*Your objective:*
Copy out, word for word, the part of the entries below that opens with their first line and closes with the line containing "box: [1936, 1051, 2220, 1246]", including both of those lines.

*Source information:*
────

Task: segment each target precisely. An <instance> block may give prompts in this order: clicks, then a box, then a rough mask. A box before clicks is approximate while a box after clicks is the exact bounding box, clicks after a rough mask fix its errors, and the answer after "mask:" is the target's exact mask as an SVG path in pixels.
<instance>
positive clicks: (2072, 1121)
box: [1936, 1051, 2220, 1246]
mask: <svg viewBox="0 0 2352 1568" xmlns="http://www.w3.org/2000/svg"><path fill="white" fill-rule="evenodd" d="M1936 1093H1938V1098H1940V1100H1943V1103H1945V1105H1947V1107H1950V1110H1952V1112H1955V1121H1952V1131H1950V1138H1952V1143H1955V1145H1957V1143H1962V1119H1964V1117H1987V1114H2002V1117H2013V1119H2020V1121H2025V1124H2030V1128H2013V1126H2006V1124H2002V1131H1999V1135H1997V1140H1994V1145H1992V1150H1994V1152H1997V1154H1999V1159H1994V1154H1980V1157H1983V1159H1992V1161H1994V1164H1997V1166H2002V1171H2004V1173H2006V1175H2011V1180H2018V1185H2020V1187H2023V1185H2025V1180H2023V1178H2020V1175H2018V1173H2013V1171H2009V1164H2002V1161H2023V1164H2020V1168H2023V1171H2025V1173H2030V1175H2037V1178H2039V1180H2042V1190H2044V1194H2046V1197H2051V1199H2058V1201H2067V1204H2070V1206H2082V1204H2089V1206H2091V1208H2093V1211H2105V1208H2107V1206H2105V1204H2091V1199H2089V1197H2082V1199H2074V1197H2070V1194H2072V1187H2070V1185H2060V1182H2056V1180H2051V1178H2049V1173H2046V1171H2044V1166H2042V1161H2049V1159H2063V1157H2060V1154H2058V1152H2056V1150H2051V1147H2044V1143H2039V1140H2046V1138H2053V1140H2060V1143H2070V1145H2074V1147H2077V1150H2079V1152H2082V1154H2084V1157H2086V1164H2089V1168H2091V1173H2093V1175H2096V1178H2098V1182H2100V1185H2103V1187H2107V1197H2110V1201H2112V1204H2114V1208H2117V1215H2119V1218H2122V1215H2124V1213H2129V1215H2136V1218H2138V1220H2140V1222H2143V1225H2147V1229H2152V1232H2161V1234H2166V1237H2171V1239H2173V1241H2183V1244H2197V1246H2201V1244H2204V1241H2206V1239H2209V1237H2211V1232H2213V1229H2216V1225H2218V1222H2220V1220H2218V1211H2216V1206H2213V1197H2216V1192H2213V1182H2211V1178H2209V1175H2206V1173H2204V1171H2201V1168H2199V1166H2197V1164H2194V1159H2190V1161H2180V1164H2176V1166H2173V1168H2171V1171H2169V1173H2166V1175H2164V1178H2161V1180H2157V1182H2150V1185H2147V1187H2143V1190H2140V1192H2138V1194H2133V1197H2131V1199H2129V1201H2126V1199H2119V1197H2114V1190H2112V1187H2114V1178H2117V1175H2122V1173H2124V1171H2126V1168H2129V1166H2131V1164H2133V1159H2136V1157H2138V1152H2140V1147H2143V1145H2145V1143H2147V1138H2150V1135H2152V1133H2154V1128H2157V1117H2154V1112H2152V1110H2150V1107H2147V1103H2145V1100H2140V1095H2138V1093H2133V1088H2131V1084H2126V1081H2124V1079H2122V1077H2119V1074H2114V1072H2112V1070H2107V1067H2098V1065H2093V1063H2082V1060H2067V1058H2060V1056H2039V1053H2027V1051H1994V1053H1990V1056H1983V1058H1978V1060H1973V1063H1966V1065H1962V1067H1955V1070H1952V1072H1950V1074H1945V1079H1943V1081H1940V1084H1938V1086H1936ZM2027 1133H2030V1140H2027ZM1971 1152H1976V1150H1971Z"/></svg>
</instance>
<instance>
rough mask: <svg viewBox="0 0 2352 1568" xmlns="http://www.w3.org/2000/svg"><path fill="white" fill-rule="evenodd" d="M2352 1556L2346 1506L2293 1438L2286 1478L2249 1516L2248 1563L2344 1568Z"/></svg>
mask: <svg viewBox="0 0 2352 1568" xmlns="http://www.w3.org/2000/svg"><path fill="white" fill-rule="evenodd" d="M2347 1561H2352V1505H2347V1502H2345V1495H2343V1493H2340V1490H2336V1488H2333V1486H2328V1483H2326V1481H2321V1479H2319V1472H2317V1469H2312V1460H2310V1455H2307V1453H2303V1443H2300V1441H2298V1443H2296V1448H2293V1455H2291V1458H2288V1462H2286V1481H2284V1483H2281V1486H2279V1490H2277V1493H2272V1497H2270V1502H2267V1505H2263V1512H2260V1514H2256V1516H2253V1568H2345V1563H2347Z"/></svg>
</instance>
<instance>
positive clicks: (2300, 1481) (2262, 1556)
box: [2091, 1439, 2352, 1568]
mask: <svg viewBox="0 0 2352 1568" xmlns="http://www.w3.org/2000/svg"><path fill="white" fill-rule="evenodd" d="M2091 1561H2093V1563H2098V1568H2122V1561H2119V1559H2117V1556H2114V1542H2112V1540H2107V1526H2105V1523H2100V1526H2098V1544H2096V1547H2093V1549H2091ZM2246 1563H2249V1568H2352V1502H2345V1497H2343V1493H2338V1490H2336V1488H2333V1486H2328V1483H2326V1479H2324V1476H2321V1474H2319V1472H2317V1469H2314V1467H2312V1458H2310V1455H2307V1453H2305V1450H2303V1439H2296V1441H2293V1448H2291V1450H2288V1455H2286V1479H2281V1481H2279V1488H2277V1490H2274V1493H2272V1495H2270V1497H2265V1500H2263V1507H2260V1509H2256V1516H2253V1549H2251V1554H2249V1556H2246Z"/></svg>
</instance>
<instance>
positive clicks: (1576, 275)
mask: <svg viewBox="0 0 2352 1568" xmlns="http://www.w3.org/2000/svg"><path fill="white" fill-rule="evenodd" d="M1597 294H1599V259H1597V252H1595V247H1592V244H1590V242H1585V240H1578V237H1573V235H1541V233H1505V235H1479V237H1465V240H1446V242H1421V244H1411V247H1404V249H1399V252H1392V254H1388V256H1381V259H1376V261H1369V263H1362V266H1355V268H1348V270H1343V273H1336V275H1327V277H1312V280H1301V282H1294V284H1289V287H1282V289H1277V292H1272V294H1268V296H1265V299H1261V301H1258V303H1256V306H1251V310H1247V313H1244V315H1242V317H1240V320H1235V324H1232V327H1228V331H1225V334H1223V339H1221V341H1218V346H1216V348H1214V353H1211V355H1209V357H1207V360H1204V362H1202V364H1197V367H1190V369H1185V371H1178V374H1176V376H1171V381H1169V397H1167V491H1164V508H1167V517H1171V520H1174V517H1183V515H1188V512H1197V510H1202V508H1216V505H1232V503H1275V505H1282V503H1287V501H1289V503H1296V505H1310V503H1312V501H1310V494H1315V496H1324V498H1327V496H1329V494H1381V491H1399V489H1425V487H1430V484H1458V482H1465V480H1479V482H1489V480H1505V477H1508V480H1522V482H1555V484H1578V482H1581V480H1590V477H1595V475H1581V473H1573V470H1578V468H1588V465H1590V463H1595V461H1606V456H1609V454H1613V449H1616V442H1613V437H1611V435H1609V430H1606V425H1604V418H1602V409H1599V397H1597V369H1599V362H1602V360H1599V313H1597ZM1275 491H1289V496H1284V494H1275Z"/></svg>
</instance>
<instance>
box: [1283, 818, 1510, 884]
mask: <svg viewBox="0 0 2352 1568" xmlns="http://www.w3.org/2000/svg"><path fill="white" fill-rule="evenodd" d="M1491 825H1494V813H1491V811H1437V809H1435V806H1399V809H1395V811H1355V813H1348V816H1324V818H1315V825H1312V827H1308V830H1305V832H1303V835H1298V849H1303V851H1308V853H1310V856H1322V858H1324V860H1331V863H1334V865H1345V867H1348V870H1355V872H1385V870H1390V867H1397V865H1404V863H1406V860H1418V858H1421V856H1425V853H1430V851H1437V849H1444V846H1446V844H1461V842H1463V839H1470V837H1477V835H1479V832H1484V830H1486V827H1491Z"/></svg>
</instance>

────

*Solution:*
Task: segment each target precisely. An <instance> block may give prompts in this order: clicks, then a box, then a rough mask. A box before clicks is approximate while a box after clicks is the exact bounding box, clicks after a rough mask fix its errors, and the answer after "mask:" is the target's exact mask as an SVG path in pixels.
<instance>
positive clicks: (2072, 1121)
box: [1936, 1051, 2220, 1246]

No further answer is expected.